◆ Exercise ◆
Filter the entries that follow, copying every line in which the word "block" appears.

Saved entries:
= = =

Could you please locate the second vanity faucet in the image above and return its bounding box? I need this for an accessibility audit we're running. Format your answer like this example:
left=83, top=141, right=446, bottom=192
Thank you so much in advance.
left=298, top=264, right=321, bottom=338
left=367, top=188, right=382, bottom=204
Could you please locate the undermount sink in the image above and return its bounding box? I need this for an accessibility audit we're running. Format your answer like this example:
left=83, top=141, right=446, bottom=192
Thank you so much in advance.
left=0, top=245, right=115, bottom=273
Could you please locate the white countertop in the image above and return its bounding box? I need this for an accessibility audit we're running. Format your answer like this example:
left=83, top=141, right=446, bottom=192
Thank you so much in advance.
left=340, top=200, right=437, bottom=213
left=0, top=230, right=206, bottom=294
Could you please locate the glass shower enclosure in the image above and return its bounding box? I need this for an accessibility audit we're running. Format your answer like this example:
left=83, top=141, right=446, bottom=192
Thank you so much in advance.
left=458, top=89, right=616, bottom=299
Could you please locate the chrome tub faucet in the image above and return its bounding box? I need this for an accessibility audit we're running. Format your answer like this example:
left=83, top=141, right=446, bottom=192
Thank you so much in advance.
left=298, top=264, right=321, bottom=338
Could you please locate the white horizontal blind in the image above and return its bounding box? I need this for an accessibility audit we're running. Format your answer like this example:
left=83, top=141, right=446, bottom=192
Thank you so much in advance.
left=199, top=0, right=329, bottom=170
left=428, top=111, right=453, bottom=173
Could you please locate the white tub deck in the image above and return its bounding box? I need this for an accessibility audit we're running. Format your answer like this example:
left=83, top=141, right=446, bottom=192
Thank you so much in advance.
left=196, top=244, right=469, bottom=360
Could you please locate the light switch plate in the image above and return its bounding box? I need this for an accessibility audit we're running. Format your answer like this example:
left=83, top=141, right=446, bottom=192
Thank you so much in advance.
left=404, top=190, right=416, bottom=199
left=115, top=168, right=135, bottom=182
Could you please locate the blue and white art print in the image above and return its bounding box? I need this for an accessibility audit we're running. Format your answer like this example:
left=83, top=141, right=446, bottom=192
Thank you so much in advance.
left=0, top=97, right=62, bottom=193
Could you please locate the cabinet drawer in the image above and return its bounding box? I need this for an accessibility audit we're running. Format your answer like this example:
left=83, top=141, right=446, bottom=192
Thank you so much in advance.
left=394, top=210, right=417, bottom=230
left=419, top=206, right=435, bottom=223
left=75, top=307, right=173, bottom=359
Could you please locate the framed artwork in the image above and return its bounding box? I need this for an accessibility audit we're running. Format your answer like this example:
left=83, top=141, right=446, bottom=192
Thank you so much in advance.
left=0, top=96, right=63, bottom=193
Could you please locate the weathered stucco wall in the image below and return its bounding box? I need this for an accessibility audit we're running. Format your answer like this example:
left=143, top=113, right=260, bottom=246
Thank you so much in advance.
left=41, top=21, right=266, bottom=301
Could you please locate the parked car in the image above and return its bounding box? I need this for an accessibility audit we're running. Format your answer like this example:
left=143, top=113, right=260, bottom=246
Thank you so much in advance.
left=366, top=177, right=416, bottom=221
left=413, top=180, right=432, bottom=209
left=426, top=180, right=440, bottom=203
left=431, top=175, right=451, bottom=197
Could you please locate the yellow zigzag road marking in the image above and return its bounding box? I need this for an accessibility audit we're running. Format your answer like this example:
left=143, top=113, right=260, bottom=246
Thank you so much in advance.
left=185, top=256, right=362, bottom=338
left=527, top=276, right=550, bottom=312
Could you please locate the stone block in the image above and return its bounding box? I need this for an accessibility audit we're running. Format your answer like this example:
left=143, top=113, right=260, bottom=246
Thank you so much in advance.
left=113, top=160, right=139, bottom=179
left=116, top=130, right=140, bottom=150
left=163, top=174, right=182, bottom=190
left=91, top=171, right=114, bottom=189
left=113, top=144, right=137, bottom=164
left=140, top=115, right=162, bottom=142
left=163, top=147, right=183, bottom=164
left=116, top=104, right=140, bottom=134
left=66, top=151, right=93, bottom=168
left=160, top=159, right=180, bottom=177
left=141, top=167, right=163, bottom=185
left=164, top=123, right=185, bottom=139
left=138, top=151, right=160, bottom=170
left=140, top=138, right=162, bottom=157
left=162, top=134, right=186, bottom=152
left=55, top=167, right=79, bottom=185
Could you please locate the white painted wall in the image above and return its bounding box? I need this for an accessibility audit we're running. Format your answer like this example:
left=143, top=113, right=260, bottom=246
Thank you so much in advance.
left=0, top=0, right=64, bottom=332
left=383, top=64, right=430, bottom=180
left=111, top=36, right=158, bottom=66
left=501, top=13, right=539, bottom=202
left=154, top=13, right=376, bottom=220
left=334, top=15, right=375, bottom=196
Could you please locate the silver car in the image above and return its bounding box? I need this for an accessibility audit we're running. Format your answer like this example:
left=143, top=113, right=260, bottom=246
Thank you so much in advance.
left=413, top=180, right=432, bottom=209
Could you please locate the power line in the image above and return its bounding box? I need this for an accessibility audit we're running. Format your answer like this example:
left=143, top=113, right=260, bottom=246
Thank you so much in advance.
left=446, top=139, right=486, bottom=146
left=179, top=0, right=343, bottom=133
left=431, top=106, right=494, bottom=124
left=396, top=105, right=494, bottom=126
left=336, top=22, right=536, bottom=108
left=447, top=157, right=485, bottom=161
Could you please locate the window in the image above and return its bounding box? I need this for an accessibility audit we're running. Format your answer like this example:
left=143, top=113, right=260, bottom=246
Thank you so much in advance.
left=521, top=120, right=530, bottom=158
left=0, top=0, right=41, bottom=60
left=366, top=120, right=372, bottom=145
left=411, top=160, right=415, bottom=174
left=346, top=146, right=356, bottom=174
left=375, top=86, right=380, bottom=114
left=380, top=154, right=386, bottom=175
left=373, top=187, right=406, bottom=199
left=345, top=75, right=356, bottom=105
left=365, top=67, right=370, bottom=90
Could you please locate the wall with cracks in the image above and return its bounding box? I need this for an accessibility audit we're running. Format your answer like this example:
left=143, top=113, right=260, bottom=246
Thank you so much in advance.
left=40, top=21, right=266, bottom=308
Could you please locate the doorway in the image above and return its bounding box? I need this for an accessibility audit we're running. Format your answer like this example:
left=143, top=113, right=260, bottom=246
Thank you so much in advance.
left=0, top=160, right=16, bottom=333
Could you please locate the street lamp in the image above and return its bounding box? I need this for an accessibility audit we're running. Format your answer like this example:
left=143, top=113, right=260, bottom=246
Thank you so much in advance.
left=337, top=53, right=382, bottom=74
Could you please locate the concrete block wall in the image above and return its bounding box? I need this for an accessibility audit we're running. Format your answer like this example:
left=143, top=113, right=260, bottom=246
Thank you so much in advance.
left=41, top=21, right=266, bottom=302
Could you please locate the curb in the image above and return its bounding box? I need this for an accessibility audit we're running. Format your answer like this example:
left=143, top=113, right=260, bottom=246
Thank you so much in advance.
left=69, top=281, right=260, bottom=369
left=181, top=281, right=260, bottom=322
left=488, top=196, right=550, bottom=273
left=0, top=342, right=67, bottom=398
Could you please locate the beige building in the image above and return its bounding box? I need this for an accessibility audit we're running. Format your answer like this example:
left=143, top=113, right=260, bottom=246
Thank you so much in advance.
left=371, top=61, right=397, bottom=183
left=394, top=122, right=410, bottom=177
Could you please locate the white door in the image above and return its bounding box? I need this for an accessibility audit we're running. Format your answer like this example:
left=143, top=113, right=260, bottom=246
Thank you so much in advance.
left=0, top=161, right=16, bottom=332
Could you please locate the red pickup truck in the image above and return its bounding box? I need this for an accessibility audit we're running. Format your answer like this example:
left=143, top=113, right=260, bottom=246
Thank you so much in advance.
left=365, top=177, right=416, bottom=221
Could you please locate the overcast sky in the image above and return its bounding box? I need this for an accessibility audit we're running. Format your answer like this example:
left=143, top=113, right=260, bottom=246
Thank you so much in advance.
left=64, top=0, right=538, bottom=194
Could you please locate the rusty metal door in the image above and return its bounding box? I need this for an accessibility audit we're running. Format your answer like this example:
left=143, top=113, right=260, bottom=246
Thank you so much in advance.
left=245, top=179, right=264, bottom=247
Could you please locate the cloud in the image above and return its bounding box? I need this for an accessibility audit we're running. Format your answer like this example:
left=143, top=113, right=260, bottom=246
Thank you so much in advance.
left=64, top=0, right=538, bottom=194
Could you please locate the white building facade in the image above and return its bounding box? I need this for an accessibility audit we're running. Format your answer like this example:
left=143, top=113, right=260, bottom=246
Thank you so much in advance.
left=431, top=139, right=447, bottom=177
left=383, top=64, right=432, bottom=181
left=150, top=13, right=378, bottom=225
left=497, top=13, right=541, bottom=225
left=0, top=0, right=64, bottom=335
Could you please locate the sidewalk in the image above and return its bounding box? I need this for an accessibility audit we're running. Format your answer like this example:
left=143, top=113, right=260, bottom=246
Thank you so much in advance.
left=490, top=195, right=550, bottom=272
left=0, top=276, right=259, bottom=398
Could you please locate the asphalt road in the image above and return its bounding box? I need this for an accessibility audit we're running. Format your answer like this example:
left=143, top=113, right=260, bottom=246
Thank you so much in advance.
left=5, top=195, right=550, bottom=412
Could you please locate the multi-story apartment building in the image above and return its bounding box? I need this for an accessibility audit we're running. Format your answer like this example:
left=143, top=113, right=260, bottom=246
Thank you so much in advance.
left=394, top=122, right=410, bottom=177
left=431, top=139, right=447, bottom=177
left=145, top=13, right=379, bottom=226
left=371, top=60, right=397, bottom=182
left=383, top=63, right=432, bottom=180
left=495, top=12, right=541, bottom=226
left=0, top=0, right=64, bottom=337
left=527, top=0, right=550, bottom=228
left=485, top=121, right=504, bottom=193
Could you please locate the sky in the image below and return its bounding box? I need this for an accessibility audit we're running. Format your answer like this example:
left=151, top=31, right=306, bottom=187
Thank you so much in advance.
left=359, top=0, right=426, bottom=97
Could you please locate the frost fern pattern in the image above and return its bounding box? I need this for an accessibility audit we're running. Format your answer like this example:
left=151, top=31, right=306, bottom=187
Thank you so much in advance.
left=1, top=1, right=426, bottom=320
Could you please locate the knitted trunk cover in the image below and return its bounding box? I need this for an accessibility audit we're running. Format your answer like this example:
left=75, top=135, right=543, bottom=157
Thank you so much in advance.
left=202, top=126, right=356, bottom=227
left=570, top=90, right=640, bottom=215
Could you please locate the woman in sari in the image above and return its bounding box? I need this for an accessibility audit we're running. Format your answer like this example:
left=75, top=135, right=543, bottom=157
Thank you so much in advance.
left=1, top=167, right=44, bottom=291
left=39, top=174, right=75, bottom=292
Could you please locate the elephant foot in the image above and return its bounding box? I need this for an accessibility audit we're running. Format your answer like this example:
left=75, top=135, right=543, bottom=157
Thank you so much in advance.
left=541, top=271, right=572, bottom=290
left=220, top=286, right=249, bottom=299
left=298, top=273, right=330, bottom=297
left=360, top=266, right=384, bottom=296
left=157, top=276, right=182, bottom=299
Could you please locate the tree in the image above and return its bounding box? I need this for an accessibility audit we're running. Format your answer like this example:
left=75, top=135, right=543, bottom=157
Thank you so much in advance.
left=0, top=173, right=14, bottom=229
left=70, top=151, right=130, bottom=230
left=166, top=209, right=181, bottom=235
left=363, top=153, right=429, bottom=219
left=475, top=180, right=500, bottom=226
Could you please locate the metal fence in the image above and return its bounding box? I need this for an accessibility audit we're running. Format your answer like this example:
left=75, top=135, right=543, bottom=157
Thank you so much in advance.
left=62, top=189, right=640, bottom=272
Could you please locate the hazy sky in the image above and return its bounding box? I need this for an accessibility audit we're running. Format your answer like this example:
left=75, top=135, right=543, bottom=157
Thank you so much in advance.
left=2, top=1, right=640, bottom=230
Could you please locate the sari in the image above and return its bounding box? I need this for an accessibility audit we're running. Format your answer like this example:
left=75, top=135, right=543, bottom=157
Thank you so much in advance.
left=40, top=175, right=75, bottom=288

= = =

◆ Output of the task ◆
Could you please locate the stone block in the image above and return its bounding box? I need this for an accessibility audit we're running. Format your answer like this example:
Could you please locate the concrete block wall in the image above and return its bounding box? I need this for an accessibility audit we're running. Format your answer like this example:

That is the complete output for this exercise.